## [Text excerpt]

◆ ◆ ◆ ◆ ◆ ◆ ◆

Grand Pursuit—The Story of Economic Genius: Fourth Estate/Simon & Schuster,555 pages,£25 (around Rs2,060).

The Industrial Revolution had shown glimpses of a better future, though there was little historical reason to believe that societies could escape the poverty trap. Karl Marx and Friedrich Engels predicted that capitalism would inevitably push workers into penury and the entire economic system would collapse in a heap. Engels comes across better than Marx in Nasar’s book. Marx, it seems, wrote about the horrors of industrial life without even once seeing the inside of a factory. He lived in London not too far away from two outstanding thinkers: Charles Darwin and George Eliot. He never bothered to either meet or correspond with them.

The Victorian economist Alfred Marshall argued that living standards could increase because of higher productivity. His detailed statistical work also showed that the share of labour income in national output was increasing in Europe. A visit to the US gave Marshall first-hand experience of the transformational thrust of a society that embraced technology and innovation. The colourful Joseph Schumpeter put entrepreneurs at the heart of the process of technological innovation. Irving Fisher was one of the first economists to point out how management of money and credit was essential for a stable economy. John Maynard Keynes revolutionized economics after the crisis of the 1930s; he not only invented modern macroeconomics, or the economics of output as a whole, but also helped the creation of new institutions such as the International Monetary Fund and the World Bank at the end of World War II.

Sylvia Nasar . Photo by Bloomberg

Nasar tells her tale in an engaging fashion. However, her detailed narratives about the lives of her subjects and the times they lived in are not balanced by information about their intellectual contributions. A similar imbalance worked in the case of the Nash biography for a particular reason. Nash earned his fame from one brilliant paper that revolutionized game theory. His battles with his inner demons were extraordinary. The narrative trick works less effectively when used to write about economic thinkers who had several contributions to their field and whose lives were, though interesting in their own way, less complex than Nash’s.

◆ ◆ ◆ ◆ ◆ ◆ ◆

## [Records shown]
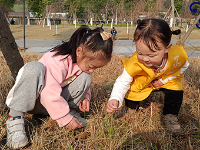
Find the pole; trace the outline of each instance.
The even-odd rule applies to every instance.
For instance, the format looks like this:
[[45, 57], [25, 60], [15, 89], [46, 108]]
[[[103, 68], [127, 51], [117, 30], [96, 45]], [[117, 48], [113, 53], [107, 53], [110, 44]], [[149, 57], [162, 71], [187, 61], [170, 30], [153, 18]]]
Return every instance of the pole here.
[[25, 45], [25, 0], [23, 0], [23, 19], [24, 19], [24, 52], [26, 51], [26, 45]]
[[128, 22], [127, 22], [127, 34], [128, 34]]

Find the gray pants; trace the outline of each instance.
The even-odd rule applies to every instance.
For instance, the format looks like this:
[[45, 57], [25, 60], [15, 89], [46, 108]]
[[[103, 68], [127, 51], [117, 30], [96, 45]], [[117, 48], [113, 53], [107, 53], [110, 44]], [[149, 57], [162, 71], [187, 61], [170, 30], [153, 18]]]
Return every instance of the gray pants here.
[[[45, 107], [40, 103], [44, 76], [45, 67], [37, 61], [29, 62], [20, 69], [6, 99], [11, 116], [18, 116], [22, 112], [48, 115]], [[61, 96], [68, 102], [70, 108], [78, 108], [91, 84], [91, 75], [82, 72], [72, 83], [63, 87]], [[16, 114], [17, 112], [19, 114]]]

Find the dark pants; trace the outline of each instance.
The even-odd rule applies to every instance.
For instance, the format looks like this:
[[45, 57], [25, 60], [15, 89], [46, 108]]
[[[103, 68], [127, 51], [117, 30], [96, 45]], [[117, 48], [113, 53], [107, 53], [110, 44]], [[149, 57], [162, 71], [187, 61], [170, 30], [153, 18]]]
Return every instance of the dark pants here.
[[[178, 116], [183, 101], [183, 91], [160, 89], [165, 95], [163, 115], [173, 114]], [[140, 101], [125, 100], [125, 105], [131, 109], [138, 109]]]

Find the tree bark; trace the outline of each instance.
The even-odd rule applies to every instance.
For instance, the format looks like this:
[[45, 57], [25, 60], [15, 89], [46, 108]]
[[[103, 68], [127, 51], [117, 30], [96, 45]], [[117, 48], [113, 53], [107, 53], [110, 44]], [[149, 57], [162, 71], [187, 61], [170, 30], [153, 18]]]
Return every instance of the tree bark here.
[[0, 48], [2, 54], [11, 71], [12, 77], [15, 79], [19, 69], [24, 65], [15, 39], [10, 31], [8, 22], [5, 18], [4, 12], [0, 6]]

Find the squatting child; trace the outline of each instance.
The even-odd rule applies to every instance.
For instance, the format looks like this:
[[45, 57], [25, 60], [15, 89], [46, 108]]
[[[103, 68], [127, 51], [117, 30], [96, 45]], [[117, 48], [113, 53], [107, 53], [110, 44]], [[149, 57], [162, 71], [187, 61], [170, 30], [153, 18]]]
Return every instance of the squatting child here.
[[138, 24], [136, 52], [130, 59], [122, 59], [124, 71], [113, 86], [108, 113], [121, 107], [123, 99], [126, 107], [137, 109], [152, 91], [160, 90], [165, 94], [165, 126], [173, 133], [182, 132], [177, 116], [183, 100], [181, 78], [189, 63], [184, 48], [170, 43], [172, 34], [179, 33], [161, 19], [144, 19]]
[[39, 61], [25, 64], [18, 72], [6, 104], [10, 108], [7, 145], [18, 149], [28, 144], [24, 115], [50, 115], [60, 127], [77, 129], [87, 122], [76, 111], [89, 111], [90, 86], [95, 69], [112, 56], [113, 40], [101, 28], [81, 26], [68, 42], [45, 53]]

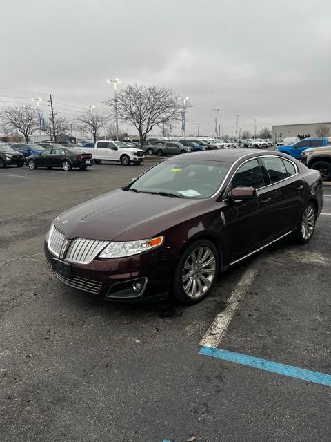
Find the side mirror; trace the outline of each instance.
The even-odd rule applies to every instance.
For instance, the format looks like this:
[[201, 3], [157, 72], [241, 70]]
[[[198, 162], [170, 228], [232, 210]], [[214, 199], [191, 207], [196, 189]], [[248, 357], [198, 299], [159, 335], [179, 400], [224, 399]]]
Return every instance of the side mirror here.
[[235, 187], [229, 198], [231, 200], [254, 200], [257, 198], [257, 191], [254, 187]]

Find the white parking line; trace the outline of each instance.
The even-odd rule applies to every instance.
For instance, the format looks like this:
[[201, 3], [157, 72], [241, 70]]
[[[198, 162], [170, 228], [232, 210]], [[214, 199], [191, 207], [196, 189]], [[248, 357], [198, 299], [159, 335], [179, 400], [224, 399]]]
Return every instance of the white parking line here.
[[237, 285], [231, 296], [228, 300], [225, 309], [219, 313], [207, 330], [205, 336], [200, 341], [201, 345], [213, 348], [217, 347], [257, 273], [257, 270], [254, 268], [253, 263], [248, 267]]

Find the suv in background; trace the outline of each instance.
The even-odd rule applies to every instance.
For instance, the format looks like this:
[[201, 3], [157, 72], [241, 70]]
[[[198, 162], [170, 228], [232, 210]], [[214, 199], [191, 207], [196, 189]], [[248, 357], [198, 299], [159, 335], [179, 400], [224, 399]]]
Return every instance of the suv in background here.
[[277, 147], [277, 151], [299, 160], [303, 151], [311, 147], [325, 147], [327, 144], [328, 141], [325, 138], [304, 138], [289, 146]]
[[187, 147], [181, 143], [177, 142], [166, 142], [162, 146], [154, 146], [156, 154], [159, 157], [166, 156], [167, 155], [179, 155], [180, 153], [186, 153], [192, 152], [192, 148]]
[[310, 169], [319, 171], [323, 181], [331, 181], [331, 142], [326, 147], [303, 151], [301, 162]]

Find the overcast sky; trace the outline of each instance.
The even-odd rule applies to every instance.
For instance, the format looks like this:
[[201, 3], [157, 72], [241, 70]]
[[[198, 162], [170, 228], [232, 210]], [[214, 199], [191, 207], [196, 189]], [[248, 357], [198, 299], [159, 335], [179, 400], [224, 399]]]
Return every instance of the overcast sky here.
[[51, 93], [69, 118], [119, 77], [190, 97], [187, 131], [211, 133], [215, 108], [228, 133], [238, 113], [331, 120], [330, 0], [3, 0], [1, 17], [0, 107]]

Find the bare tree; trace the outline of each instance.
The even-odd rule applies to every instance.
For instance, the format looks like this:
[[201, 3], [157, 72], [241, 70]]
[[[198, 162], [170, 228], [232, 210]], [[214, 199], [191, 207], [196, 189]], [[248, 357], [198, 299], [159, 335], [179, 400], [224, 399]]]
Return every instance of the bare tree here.
[[38, 112], [30, 104], [21, 104], [9, 107], [0, 114], [0, 119], [10, 130], [19, 131], [23, 134], [26, 142], [29, 137], [38, 129]]
[[253, 137], [253, 134], [252, 133], [252, 132], [250, 132], [250, 131], [243, 131], [241, 132], [241, 138], [243, 138], [243, 140], [248, 140], [248, 138], [252, 138]]
[[259, 132], [259, 138], [262, 140], [266, 140], [267, 138], [271, 138], [271, 131], [268, 127], [263, 127], [263, 129]]
[[[63, 117], [54, 117], [54, 124], [52, 117], [45, 123], [45, 132], [50, 135], [50, 139], [57, 143], [60, 135], [69, 129], [70, 124]], [[54, 131], [55, 129], [55, 131]]]
[[76, 119], [76, 126], [80, 131], [90, 133], [95, 143], [99, 131], [108, 123], [109, 115], [98, 109], [88, 109]]
[[[119, 118], [134, 126], [141, 142], [156, 126], [179, 120], [183, 110], [178, 96], [170, 89], [157, 86], [129, 84], [117, 95], [117, 102]], [[114, 99], [105, 103], [115, 110]]]
[[326, 124], [320, 124], [316, 128], [315, 133], [317, 137], [324, 138], [330, 134], [330, 128]]

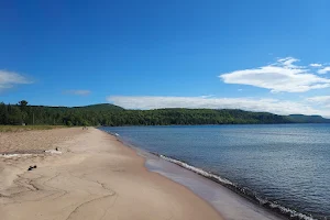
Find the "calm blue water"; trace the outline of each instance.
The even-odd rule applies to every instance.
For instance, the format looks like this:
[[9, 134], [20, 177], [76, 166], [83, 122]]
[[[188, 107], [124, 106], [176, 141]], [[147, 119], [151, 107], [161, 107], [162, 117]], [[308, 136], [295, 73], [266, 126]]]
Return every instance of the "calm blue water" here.
[[102, 128], [284, 207], [330, 219], [330, 124]]

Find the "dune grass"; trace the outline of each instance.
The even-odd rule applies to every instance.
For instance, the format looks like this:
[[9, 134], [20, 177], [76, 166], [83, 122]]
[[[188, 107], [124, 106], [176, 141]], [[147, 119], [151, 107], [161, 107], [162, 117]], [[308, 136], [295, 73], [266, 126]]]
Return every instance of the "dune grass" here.
[[22, 132], [32, 130], [51, 130], [66, 128], [64, 125], [0, 125], [0, 132]]

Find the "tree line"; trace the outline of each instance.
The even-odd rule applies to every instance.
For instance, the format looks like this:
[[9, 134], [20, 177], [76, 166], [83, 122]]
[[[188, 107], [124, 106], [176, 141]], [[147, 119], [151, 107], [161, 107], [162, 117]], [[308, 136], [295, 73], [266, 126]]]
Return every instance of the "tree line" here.
[[0, 124], [120, 127], [290, 122], [289, 118], [283, 116], [235, 109], [127, 110], [109, 103], [68, 108], [29, 106], [25, 100], [15, 105], [0, 103]]

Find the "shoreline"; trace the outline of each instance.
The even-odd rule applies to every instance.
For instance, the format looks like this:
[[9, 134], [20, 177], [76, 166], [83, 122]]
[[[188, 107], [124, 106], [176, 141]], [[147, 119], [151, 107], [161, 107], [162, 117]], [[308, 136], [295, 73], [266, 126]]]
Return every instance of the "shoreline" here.
[[55, 145], [64, 153], [0, 158], [4, 220], [222, 219], [187, 187], [147, 170], [145, 158], [106, 132], [79, 131]]
[[[103, 131], [106, 132], [106, 131]], [[106, 132], [108, 133], [108, 132]], [[163, 158], [163, 155], [147, 152], [130, 143], [127, 143], [120, 136], [108, 133], [121, 142], [124, 146], [136, 152], [145, 158], [147, 170], [157, 173], [166, 178], [185, 186], [193, 194], [204, 199], [212, 206], [224, 219], [237, 220], [284, 220], [287, 217], [265, 209], [249, 198], [238, 194], [229, 187], [221, 185], [213, 178], [208, 178], [195, 170], [191, 170], [180, 164]], [[194, 167], [196, 168], [196, 167]], [[226, 182], [227, 179], [223, 179]], [[229, 182], [229, 180], [228, 180]], [[216, 195], [216, 196], [215, 196]]]

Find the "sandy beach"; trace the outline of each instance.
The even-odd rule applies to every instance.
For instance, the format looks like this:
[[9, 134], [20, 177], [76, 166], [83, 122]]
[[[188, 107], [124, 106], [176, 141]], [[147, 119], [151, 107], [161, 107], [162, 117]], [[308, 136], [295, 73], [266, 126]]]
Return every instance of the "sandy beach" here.
[[205, 200], [148, 172], [143, 157], [97, 129], [0, 133], [0, 154], [3, 220], [221, 219]]

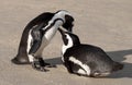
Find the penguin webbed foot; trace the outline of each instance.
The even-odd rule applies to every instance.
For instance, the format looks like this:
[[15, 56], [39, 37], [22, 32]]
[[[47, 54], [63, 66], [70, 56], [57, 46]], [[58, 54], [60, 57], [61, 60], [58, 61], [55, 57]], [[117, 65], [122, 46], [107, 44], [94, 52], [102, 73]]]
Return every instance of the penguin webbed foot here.
[[51, 63], [44, 62], [42, 58], [35, 58], [32, 62], [33, 69], [42, 72], [47, 72], [50, 70], [46, 70], [45, 68], [56, 68], [56, 65], [52, 65]]

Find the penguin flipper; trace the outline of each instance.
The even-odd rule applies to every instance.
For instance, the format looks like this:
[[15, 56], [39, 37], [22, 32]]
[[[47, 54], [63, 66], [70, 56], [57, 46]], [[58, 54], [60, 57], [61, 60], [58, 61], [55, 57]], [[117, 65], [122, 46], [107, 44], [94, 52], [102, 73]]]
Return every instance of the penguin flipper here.
[[29, 54], [33, 54], [37, 51], [37, 49], [41, 47], [41, 44], [42, 44], [42, 33], [41, 31], [38, 29], [40, 27], [34, 28], [32, 32], [31, 32], [31, 35], [33, 37], [33, 41], [32, 41], [32, 45], [31, 45], [31, 49], [29, 51]]

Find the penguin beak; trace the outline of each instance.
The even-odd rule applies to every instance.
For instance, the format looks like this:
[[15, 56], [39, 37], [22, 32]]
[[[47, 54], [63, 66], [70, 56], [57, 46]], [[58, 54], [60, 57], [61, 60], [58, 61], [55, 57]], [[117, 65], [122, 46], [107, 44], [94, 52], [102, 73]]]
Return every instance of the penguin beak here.
[[58, 31], [59, 31], [59, 33], [62, 34], [62, 36], [64, 36], [64, 35], [65, 35], [65, 33], [64, 33], [64, 31], [63, 31], [63, 29], [58, 28]]

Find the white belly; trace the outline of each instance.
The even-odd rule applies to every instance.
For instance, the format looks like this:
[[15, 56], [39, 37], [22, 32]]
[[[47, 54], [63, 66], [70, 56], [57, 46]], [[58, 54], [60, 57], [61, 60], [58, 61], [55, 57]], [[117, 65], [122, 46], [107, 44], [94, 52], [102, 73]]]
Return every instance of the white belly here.
[[43, 49], [50, 44], [50, 41], [52, 40], [55, 34], [56, 34], [56, 31], [54, 32], [51, 29], [43, 36], [42, 45], [36, 51], [35, 56], [42, 57]]

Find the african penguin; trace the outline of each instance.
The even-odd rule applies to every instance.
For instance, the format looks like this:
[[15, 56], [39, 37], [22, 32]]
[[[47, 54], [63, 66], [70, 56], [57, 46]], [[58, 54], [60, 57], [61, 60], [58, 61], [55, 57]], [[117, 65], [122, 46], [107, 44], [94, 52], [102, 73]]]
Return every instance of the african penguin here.
[[56, 13], [45, 12], [36, 16], [24, 28], [18, 54], [12, 62], [15, 64], [32, 63], [34, 69], [44, 71], [44, 66], [50, 64], [42, 59], [43, 49], [50, 44], [59, 26], [72, 32], [73, 22], [74, 17], [64, 10]]
[[123, 69], [123, 64], [114, 62], [101, 48], [80, 44], [77, 35], [58, 31], [64, 42], [62, 60], [69, 73], [99, 77]]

◆ ◆ ◆ ◆ ◆ ◆ ◆

## [Stated task A]
Locate every line of the records that contains the word "african", and copy each of those lines.
## [Stated task B]
Carry on the review of Grand Pursuit, starting after its final sentence.

## [Task output A]
Find the african penguin; trace the outline of each instance.
Return every instance of the african penguin here.

## [Task output B]
For example, Joan Robinson, Keynes’ star disciple, was more than just a defender of dictators such as Mao and Kim Il Sung. To be sure, she will for long be remembered for her extraordinary prediction that North Korea would do better as an economy than South Korea. But this was also a woman who should have won the Nobel Prize for her contributions to theoretical economics, a fact that even Milton Friedman, her ideological opponent, once publicly said. The entire chapter on Robinson does not even mention the famous Cambridge Capital Controversies, between the economists at Cambridge University in the UK led by Robinson and Piero Sraffa, and the Massachusetts Institute of Technology in the US.

Amartya Sen was one of Robinson’s favourite pupils, though when he began to get interested in ethics, she acerbically advised him to “give up all this rubbish". Nasar finishes her book with his pen portrait. Though Sen is undoubtedly a giant, it is odd that Paul Samuelson and he are the only modern economists to get a chapter on their own.

Nasar has taken on a giant task. The result is at once commendable and disappointing.

In six word: The dismal science’s human dimensions decoded.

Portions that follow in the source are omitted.